:: Exercise aim ::
In the records below, starting at the first line and ending at the line with "[(108, 1), (55, 6), (111, 10)]", switch "cloud" to "fog bank" and change nothing else.

[Collection entries]
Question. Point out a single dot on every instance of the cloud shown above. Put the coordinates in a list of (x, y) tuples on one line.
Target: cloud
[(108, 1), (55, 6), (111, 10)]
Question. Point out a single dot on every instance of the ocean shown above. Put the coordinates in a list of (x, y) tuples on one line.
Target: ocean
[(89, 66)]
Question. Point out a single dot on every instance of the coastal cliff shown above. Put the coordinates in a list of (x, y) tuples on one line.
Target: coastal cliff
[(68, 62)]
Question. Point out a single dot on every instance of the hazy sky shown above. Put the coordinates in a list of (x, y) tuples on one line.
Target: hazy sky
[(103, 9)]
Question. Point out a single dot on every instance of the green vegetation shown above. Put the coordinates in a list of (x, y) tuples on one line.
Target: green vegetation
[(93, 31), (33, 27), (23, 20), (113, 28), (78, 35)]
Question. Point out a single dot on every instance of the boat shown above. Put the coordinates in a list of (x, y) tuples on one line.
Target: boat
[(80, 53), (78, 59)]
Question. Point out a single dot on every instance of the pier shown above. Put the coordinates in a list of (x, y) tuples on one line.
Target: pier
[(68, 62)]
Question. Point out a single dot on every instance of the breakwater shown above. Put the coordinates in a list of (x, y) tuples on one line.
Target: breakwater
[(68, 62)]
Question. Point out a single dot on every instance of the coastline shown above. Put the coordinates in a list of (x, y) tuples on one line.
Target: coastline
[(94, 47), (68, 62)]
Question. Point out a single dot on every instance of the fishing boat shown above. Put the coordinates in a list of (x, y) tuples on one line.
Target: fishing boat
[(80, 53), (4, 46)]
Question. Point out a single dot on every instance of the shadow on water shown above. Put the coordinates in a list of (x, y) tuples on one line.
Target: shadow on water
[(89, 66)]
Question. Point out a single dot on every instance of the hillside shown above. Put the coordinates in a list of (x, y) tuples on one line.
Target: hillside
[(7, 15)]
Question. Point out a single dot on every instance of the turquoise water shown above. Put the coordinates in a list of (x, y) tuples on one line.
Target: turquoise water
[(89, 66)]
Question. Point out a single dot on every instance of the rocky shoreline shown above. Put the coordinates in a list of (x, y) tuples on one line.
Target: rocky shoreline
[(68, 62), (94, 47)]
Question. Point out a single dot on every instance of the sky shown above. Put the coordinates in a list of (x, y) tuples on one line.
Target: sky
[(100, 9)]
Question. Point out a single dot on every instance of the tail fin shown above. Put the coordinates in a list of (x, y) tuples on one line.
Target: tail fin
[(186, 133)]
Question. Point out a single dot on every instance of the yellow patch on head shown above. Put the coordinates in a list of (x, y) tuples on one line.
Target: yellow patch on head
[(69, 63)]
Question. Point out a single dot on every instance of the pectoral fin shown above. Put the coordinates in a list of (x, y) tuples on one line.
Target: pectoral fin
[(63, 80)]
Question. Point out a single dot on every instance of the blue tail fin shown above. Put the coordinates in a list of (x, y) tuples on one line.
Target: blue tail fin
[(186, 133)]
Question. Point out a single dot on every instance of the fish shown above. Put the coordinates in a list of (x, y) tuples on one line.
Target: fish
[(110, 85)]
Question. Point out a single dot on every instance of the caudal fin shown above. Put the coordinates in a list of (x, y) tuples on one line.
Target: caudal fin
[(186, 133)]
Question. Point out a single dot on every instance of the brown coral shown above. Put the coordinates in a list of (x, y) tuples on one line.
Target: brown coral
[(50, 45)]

:: Written solution ::
Question. Point out a single dot on every instance of the fog bank shown above. Put the coordinates in a list of (x, y) tuples on one line.
Target: fog bank
[(108, 1), (55, 6), (111, 10)]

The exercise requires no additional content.